Data shown:
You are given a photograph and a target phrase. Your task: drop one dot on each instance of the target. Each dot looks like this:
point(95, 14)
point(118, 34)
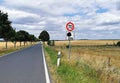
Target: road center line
point(45, 67)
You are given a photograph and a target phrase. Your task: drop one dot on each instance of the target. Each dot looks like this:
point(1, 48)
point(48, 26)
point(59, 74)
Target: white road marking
point(45, 66)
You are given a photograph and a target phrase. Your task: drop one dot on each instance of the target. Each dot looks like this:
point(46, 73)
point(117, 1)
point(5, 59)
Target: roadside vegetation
point(11, 47)
point(91, 61)
point(68, 72)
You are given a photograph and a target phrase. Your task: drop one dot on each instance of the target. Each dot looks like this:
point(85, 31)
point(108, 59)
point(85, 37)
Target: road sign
point(70, 26)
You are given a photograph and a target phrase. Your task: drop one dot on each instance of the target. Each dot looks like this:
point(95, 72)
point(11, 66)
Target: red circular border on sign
point(68, 27)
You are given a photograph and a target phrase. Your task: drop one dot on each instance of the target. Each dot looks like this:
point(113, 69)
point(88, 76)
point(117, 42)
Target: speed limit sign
point(70, 26)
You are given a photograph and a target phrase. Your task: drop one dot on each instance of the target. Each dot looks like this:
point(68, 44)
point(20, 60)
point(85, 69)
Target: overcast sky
point(93, 19)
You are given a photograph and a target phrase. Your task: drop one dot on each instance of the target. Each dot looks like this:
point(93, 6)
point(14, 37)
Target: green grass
point(6, 51)
point(72, 73)
point(53, 55)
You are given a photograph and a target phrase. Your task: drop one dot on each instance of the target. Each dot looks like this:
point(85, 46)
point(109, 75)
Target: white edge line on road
point(45, 66)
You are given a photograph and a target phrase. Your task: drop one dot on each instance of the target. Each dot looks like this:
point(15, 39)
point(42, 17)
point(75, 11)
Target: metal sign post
point(69, 52)
point(70, 28)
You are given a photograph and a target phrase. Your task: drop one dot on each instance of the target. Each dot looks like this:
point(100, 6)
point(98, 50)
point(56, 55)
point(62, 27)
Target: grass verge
point(6, 51)
point(67, 72)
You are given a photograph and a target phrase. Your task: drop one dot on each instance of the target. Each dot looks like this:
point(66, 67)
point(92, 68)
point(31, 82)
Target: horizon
point(93, 19)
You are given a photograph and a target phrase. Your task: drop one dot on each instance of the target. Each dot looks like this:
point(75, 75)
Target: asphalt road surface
point(25, 66)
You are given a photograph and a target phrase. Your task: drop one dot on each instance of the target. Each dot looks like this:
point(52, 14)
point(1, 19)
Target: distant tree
point(44, 36)
point(6, 30)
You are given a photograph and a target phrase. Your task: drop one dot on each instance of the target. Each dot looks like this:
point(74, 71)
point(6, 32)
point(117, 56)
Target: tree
point(118, 43)
point(6, 29)
point(44, 36)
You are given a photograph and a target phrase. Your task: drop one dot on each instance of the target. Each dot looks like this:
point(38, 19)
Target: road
point(24, 66)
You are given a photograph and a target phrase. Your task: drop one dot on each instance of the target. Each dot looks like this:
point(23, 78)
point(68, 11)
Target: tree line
point(8, 33)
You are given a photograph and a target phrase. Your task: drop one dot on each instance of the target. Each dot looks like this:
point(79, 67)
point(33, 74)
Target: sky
point(93, 19)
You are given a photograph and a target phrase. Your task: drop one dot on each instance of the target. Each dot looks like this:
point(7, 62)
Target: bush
point(118, 43)
point(51, 43)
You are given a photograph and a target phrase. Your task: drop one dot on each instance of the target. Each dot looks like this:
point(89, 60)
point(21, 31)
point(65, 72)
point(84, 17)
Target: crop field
point(10, 47)
point(101, 55)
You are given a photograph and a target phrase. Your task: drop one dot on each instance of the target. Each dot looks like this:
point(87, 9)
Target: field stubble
point(101, 55)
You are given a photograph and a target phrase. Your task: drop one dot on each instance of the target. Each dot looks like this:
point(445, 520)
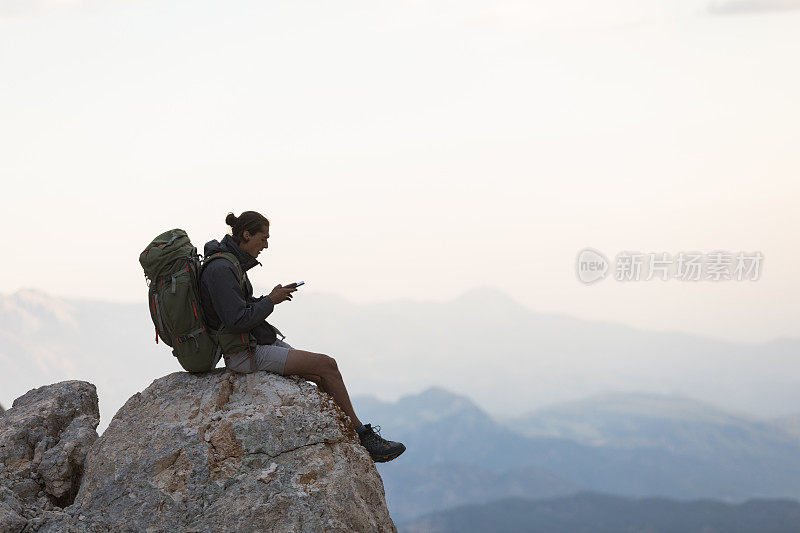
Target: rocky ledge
point(210, 452)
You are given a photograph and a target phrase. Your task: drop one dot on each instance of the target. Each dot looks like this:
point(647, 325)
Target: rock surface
point(224, 452)
point(44, 439)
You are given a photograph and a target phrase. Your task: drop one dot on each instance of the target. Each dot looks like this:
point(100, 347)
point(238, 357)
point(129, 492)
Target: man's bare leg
point(301, 362)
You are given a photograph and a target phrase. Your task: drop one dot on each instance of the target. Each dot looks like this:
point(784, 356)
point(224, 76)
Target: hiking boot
point(380, 449)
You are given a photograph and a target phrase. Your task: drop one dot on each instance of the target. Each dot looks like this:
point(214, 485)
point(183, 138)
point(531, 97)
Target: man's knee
point(329, 365)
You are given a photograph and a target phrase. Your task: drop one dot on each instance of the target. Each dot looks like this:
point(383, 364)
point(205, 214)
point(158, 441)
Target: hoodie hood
point(229, 245)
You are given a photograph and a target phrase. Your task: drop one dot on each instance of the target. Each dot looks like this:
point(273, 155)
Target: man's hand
point(281, 294)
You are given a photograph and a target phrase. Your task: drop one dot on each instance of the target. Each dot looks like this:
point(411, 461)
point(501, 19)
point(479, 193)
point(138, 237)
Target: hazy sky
point(411, 149)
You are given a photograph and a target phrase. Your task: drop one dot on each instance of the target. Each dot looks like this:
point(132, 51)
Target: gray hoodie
point(223, 300)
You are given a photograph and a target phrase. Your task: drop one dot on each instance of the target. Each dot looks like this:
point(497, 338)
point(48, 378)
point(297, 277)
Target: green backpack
point(172, 267)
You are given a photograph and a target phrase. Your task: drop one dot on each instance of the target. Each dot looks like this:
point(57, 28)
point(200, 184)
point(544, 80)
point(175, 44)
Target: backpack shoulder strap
point(230, 257)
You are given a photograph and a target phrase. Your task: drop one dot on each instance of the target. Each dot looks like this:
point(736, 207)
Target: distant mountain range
point(483, 344)
point(664, 446)
point(600, 513)
point(483, 347)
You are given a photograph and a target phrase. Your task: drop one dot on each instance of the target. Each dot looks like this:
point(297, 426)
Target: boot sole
point(387, 458)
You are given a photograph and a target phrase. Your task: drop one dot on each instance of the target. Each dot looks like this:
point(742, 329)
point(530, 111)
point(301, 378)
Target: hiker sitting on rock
point(249, 343)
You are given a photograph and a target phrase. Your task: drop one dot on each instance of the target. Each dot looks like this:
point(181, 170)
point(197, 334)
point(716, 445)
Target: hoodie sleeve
point(230, 303)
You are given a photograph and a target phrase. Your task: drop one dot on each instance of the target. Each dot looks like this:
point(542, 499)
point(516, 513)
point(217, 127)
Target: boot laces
point(374, 435)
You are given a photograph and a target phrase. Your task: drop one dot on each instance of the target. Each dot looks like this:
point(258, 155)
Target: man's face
point(254, 243)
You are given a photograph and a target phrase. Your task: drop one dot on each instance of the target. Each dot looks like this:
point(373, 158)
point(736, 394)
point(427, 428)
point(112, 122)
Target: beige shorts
point(269, 357)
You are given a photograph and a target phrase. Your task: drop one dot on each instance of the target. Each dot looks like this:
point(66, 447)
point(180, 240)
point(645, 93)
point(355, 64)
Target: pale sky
point(413, 149)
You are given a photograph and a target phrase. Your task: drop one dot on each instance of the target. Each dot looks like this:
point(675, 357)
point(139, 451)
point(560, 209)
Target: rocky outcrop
point(44, 439)
point(211, 452)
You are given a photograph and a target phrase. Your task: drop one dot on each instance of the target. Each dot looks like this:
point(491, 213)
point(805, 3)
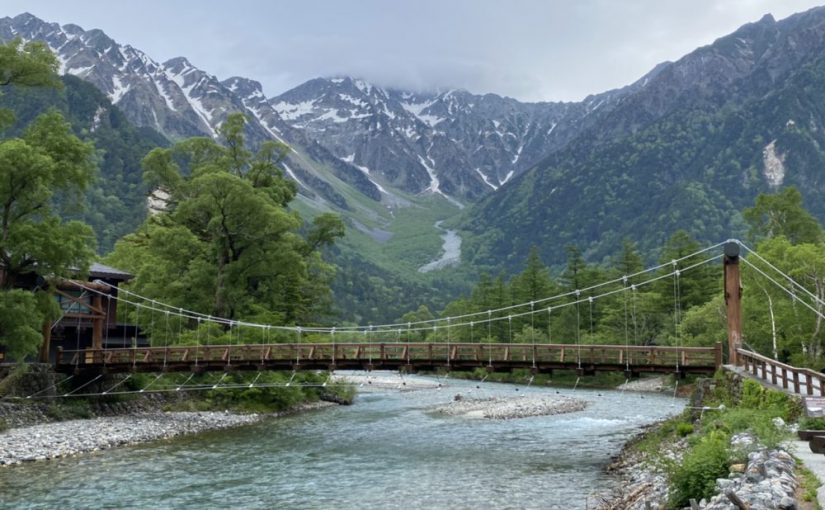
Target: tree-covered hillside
point(115, 203)
point(693, 169)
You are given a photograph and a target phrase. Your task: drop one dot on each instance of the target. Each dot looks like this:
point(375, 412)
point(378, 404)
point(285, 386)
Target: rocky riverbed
point(766, 482)
point(61, 439)
point(386, 381)
point(506, 408)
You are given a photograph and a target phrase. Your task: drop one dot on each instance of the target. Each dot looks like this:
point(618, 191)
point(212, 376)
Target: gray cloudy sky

Brief:
Identify each line in the listing above that contains the string "white" and copy those lines. Matches must have the same letter case.

Completed task:
Target: white road marking
Target: white edge line on road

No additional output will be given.